◆ Source excerpt ◆
• • • • • • •

Multinational corporations face rising tax risks amid ATO transfer pricing overhaul
Australia's tech and multinational sectors are facing a wave of regulatory disruption, as sweeping changes to transfer pricing compliance rules intensify scrutiny and stretch already limited in-house resources.
Speaking during a webinar hosted by Wolters Kluwer and BDO Australia, tax and technology leaders warned that companies must act fast to meet stricter Australian Taxation Office (ATO) requirements - particularly those involving data-driven filings and disclosures that demand tight integration between HR, finance and tax systems.
"Transfer pricing is the ATO's number one international tax-related risk," Michael Smith, Partner at BDO, explained. "With these new rules, the pressure is not just about getting it right - it's about getting it done on time with limited resources."
One major shift is the revamped Short Form Local File (SFLF), now standardised through an XML schema (version 4.0), replacing the traditional PDF or PowerPoint format.
For corporates, this means qualitative data - like internal reporting lines between Australian and offshore employees—must now be embedded directly into structured templates.
"If you're responsible for this, you'll need to work closely with your HR team early," said Smith.
"We're talking about collecting data that isn't readily available, and if your systems aren't aligned, this will be a significant pain point."

• • • • • • •

◆ Extracted entries ◆

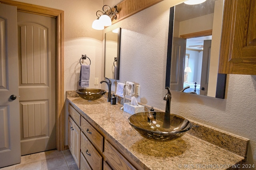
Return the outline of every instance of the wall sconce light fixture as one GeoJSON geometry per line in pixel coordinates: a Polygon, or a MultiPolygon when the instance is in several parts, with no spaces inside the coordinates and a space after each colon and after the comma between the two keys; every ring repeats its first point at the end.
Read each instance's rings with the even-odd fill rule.
{"type": "Polygon", "coordinates": [[[116,13],[118,12],[117,6],[114,7],[115,10],[113,12],[111,8],[108,5],[105,5],[102,8],[103,11],[98,11],[96,16],[98,17],[92,23],[92,27],[95,29],[102,30],[104,26],[110,26],[112,24],[113,20],[116,20],[116,13]],[[101,14],[101,13],[102,13],[101,14]]]}

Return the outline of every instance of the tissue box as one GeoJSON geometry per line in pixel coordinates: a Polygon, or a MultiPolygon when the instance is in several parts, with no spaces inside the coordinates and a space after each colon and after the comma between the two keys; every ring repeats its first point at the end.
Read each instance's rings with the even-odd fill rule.
{"type": "Polygon", "coordinates": [[[130,114],[133,115],[136,113],[145,111],[144,106],[138,104],[134,106],[130,104],[131,103],[124,103],[124,111],[130,114]]]}

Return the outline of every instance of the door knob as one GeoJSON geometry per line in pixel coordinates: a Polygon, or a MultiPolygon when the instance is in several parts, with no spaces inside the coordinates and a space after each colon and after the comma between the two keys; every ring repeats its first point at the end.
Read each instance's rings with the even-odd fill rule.
{"type": "Polygon", "coordinates": [[[16,96],[14,95],[14,94],[11,95],[11,96],[10,96],[10,98],[12,100],[14,100],[16,99],[16,96]]]}

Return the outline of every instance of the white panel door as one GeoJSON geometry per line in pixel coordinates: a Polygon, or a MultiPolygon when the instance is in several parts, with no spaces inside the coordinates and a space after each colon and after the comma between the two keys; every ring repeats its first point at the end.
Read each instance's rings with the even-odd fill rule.
{"type": "Polygon", "coordinates": [[[56,148],[56,24],[18,12],[22,155],[56,148]]]}
{"type": "Polygon", "coordinates": [[[0,168],[20,162],[17,40],[17,8],[0,4],[0,168]]]}

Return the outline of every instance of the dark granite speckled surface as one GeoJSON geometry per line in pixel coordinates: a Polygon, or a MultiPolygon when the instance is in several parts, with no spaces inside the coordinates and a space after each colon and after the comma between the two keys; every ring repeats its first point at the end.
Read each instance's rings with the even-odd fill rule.
{"type": "Polygon", "coordinates": [[[203,169],[206,166],[208,168],[212,166],[212,168],[208,169],[216,169],[216,166],[218,169],[232,169],[232,165],[241,164],[244,160],[244,157],[241,155],[246,154],[247,139],[228,133],[227,136],[232,137],[226,138],[224,135],[222,137],[224,137],[220,138],[218,135],[226,134],[224,132],[216,133],[216,131],[219,131],[217,129],[197,123],[196,125],[199,127],[193,127],[191,132],[193,135],[187,133],[175,141],[155,142],[143,138],[132,128],[128,121],[131,115],[120,110],[122,105],[112,105],[104,98],[89,102],[73,97],[75,95],[67,94],[67,100],[76,109],[82,113],[83,116],[112,140],[144,169],[182,170],[190,167],[200,169],[203,169]],[[197,131],[195,128],[198,129],[199,134],[195,132],[197,131]],[[207,137],[204,137],[206,136],[204,131],[207,134],[207,137]],[[210,133],[213,133],[212,139],[216,145],[211,143],[212,139],[210,139],[210,133]],[[199,138],[200,136],[202,136],[201,139],[199,138]],[[219,138],[218,141],[214,140],[215,138],[219,138]],[[237,141],[238,139],[240,143],[239,148],[237,148],[236,142],[224,141],[237,141]],[[224,146],[222,147],[224,149],[220,147],[221,144],[217,143],[219,142],[226,143],[224,145],[227,143],[234,145],[234,147],[224,146]],[[229,147],[235,150],[228,150],[229,147]]]}

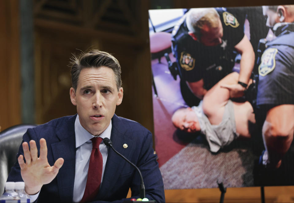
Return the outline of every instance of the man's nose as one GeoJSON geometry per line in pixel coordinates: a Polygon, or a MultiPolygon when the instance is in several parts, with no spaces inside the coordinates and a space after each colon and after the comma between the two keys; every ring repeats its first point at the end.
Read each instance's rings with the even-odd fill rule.
{"type": "Polygon", "coordinates": [[[187,122],[184,123],[183,126],[185,128],[188,128],[189,127],[189,124],[187,122]]]}
{"type": "Polygon", "coordinates": [[[93,97],[93,107],[94,108],[99,108],[102,106],[102,98],[101,94],[99,93],[97,93],[94,95],[93,97]]]}

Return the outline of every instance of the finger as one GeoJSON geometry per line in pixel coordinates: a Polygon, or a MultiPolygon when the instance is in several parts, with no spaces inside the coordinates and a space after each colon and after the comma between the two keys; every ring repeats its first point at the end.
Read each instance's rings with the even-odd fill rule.
{"type": "Polygon", "coordinates": [[[18,161],[18,164],[21,167],[21,169],[23,170],[25,167],[25,161],[24,160],[24,156],[21,155],[19,155],[17,158],[17,161],[18,161]]]}
{"type": "Polygon", "coordinates": [[[47,145],[44,138],[40,139],[40,158],[42,159],[47,159],[47,145]]]}
{"type": "Polygon", "coordinates": [[[36,145],[36,142],[34,140],[30,141],[30,146],[31,147],[31,156],[32,161],[35,161],[38,159],[38,149],[36,145]]]}
{"type": "Polygon", "coordinates": [[[29,145],[27,142],[25,142],[22,143],[22,148],[24,149],[24,155],[25,158],[25,159],[26,163],[29,164],[31,163],[32,157],[31,156],[31,153],[29,148],[29,145]]]}
{"type": "Polygon", "coordinates": [[[53,167],[53,173],[57,174],[58,172],[59,169],[62,166],[64,162],[64,160],[62,158],[59,158],[56,160],[56,161],[54,164],[54,166],[53,167]]]}

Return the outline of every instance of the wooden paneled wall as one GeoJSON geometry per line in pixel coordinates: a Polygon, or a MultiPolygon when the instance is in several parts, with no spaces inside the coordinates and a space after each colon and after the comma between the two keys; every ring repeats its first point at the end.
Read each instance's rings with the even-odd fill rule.
{"type": "Polygon", "coordinates": [[[21,122],[19,2],[0,1],[0,126],[21,122]]]}

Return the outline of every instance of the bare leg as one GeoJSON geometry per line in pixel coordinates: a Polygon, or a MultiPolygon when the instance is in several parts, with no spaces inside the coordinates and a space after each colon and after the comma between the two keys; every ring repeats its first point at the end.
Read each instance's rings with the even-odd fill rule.
{"type": "Polygon", "coordinates": [[[271,167],[280,167],[293,141],[293,133],[294,105],[280,105],[269,110],[262,126],[262,137],[271,167]]]}
{"type": "MultiPolygon", "coordinates": [[[[239,76],[239,74],[236,72],[228,75],[210,89],[204,96],[202,107],[212,124],[218,125],[221,122],[225,105],[230,99],[229,90],[221,86],[236,84],[239,76]]],[[[248,122],[255,122],[253,108],[247,101],[233,102],[233,105],[237,132],[240,134],[240,137],[250,137],[248,122]]]]}

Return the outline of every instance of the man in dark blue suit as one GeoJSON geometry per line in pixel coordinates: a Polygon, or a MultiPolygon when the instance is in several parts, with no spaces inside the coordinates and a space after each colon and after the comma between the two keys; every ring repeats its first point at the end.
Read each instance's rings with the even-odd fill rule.
{"type": "Polygon", "coordinates": [[[25,191],[38,202],[122,202],[130,187],[132,198],[139,198],[139,173],[101,140],[101,172],[90,170],[94,164],[90,161],[93,139],[107,137],[141,171],[146,197],[164,202],[151,133],[138,123],[114,114],[123,92],[118,62],[108,53],[94,50],[74,57],[72,63],[70,94],[78,114],[28,129],[17,156],[18,163],[7,181],[23,180],[25,191]],[[88,184],[97,180],[97,174],[101,172],[97,184],[88,184]],[[97,188],[95,191],[89,192],[93,187],[97,188]]]}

• • • • • • •

◆ Your objective ◆
In the article on ATO transfer pricing changes, what format is the revamped Short Form Local File now standardized through?

◆ Full solution ◆
An XML schema (version 4.0), which replaces the traditional PDF or PowerPoint format.